Supplied records:
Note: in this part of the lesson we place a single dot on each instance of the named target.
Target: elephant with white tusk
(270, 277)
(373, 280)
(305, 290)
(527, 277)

Exercise brief: Copy the lines above again, putting "long tusk" in place of "white tusk" and keeping every other word and number the same.

Solved problem:
Note: in this part of the lesson we place a single dot on each instance of the named target.
Target: elephant with long tusk
(270, 277)
(373, 280)
(305, 290)
(527, 277)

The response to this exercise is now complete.